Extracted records

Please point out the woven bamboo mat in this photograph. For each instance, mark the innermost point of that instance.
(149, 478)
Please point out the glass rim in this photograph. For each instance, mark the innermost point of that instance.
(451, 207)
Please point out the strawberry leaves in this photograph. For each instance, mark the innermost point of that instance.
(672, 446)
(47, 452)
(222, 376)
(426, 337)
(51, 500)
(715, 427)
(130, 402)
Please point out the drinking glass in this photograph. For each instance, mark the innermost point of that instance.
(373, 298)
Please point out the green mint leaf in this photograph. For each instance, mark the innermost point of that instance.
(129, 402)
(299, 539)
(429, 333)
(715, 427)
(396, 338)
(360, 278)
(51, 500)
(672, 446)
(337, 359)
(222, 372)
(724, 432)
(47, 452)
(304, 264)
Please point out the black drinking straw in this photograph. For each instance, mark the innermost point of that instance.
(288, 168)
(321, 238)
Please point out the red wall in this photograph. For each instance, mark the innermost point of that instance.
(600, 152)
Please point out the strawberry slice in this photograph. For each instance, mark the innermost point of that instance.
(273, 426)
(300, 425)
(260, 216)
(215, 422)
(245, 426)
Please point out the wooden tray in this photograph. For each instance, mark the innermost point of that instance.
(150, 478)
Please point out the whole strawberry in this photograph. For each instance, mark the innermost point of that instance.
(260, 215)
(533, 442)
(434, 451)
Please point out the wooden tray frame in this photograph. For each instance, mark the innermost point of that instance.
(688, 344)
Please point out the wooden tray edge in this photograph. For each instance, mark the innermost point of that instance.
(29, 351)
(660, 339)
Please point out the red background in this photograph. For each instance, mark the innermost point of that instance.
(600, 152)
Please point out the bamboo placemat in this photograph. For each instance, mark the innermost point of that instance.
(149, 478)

* * *

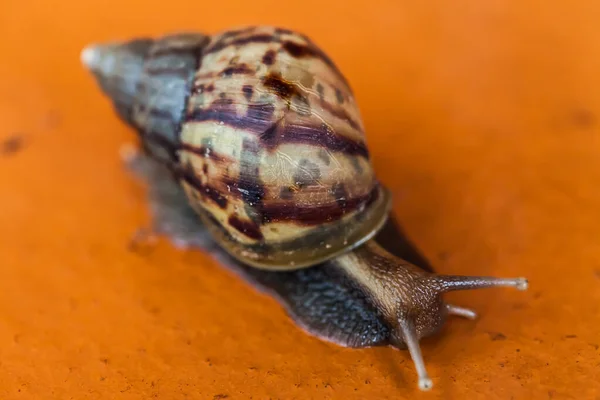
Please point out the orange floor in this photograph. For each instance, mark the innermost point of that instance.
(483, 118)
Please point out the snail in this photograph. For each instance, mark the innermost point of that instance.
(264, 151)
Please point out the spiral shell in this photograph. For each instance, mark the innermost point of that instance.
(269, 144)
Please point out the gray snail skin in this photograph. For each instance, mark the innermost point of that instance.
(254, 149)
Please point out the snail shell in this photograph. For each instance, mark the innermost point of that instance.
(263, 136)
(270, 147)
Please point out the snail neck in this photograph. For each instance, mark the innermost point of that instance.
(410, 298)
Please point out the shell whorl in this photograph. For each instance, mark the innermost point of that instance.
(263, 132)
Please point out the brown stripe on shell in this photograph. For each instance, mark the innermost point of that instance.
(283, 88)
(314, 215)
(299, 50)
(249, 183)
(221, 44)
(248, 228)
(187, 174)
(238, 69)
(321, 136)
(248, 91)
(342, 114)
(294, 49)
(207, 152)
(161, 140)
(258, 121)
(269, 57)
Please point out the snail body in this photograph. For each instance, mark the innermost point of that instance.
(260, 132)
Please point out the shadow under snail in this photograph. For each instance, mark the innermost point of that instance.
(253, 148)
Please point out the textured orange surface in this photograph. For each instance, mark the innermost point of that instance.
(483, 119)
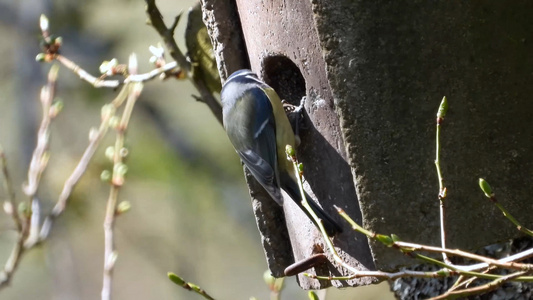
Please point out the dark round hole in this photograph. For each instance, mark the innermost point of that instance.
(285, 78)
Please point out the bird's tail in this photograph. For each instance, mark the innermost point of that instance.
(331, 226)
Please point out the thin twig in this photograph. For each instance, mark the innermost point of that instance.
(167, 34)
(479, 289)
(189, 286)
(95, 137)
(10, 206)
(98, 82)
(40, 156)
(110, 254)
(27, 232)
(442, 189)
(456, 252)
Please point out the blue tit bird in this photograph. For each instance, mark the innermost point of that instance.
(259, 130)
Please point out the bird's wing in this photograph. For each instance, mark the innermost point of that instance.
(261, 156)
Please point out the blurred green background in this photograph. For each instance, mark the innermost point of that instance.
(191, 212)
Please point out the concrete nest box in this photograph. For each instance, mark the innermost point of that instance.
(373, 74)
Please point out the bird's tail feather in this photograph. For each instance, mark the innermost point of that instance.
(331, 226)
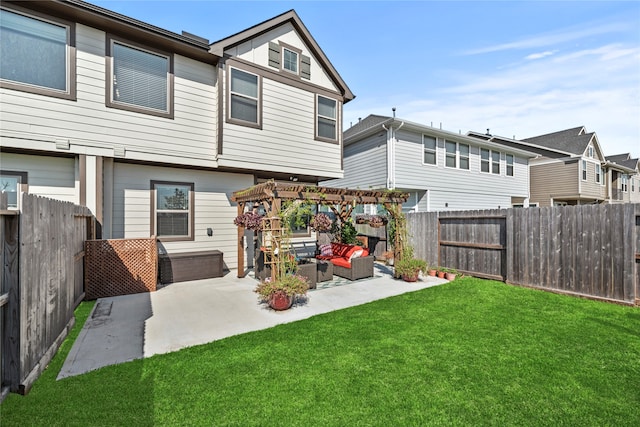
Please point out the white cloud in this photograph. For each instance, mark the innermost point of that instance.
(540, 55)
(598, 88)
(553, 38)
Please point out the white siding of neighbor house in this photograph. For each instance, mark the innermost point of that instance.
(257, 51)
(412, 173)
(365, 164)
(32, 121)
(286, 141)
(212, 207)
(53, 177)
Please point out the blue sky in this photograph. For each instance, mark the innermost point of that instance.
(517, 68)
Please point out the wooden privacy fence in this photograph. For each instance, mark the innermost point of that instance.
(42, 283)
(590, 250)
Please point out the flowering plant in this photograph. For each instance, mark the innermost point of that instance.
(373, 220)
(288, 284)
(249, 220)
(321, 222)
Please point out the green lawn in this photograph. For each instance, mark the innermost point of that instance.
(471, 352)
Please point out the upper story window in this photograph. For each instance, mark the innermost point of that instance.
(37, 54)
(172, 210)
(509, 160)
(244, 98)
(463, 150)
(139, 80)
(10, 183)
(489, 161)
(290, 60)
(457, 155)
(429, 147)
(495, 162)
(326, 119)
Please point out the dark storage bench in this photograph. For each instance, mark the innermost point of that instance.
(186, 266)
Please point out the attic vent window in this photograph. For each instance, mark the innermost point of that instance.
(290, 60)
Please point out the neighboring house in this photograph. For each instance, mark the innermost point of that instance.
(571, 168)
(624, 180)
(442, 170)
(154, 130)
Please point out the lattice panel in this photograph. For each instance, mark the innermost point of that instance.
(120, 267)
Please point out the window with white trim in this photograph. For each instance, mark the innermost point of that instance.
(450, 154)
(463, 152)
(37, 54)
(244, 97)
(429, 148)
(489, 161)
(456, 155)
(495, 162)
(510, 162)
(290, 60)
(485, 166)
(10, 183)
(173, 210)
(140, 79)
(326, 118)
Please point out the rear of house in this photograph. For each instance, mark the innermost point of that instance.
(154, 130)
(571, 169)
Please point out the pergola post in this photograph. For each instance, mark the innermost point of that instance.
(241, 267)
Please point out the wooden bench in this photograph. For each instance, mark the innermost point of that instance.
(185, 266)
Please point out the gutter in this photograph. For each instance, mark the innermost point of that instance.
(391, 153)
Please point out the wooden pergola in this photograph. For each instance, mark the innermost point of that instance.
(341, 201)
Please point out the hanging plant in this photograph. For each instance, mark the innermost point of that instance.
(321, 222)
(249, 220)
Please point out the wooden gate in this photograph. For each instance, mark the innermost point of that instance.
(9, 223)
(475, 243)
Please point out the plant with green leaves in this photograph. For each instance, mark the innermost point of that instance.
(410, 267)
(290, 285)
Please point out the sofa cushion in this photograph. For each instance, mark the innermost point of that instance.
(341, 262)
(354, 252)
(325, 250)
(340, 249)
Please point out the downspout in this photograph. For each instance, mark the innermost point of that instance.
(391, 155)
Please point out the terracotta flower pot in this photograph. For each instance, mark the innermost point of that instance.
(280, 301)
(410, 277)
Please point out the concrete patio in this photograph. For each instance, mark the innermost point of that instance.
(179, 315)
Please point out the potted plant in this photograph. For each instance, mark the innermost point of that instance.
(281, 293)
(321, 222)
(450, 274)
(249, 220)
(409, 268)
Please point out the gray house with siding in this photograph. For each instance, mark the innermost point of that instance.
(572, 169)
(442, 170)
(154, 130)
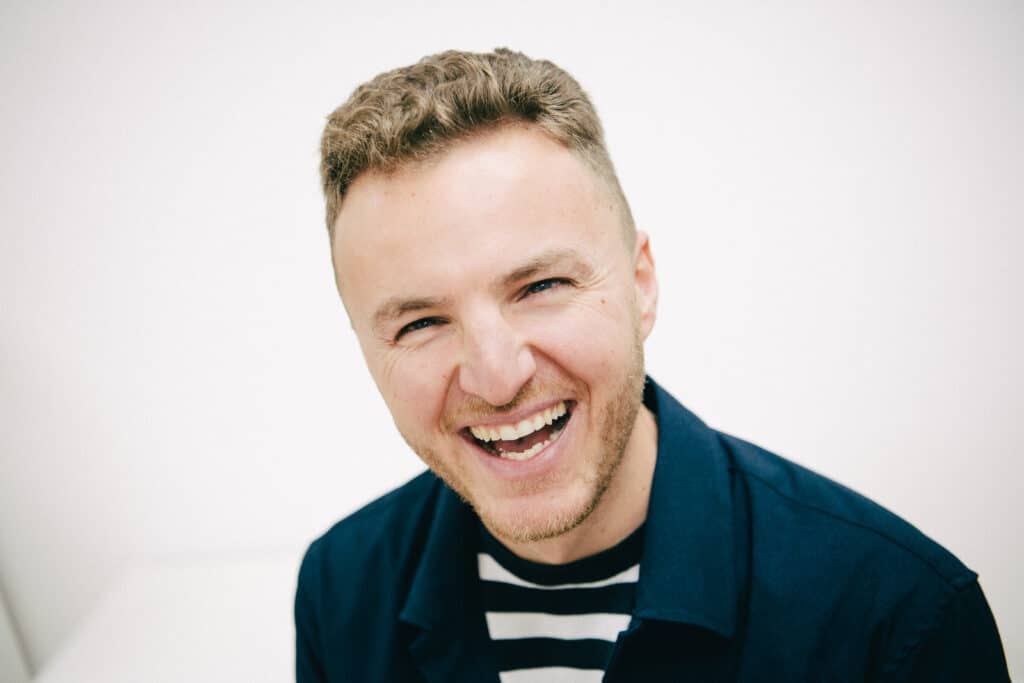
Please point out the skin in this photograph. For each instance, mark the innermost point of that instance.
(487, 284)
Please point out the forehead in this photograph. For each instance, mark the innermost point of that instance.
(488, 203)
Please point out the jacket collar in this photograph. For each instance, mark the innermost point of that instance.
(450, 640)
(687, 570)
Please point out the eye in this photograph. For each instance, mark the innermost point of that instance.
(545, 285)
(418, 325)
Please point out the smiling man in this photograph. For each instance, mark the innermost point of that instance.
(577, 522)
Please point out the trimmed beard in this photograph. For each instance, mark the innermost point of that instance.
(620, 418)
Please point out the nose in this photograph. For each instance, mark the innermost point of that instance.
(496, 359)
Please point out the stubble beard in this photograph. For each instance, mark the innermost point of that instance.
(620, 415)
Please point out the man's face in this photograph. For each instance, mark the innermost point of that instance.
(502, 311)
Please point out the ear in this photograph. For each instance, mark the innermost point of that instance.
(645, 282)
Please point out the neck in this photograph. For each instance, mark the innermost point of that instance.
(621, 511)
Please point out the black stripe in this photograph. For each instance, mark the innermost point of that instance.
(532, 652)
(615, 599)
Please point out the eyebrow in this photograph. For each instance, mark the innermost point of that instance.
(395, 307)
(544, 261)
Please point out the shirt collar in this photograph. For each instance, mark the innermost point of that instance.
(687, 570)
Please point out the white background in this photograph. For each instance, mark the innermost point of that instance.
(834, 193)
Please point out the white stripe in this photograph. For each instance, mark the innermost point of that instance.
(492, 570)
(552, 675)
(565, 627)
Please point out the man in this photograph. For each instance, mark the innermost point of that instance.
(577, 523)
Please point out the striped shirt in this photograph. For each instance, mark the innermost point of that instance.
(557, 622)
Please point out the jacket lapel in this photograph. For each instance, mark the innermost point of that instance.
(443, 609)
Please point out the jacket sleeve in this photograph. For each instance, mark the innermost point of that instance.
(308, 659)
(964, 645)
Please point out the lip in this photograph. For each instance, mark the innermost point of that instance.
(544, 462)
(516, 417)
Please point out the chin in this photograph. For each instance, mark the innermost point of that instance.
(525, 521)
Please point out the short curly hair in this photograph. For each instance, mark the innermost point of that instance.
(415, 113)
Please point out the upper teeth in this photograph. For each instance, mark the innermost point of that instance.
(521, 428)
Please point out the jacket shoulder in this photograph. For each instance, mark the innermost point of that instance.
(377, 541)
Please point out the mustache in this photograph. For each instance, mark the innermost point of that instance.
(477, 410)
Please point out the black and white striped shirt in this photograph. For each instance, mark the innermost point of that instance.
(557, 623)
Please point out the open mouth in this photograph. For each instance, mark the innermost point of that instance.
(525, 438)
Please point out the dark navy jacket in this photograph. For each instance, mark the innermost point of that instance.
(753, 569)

PROBLEM STATEMENT
Pull out every line above that contains the string "siding", and copy each one in full.

WRITTEN RESPONSE
Please point out the white siding of neighbor house in this photograph. For each instance, mark the innermost point of that instance.
Please point out the gray house with siding in this photograph. For each instance, mark the innermost point of that instance.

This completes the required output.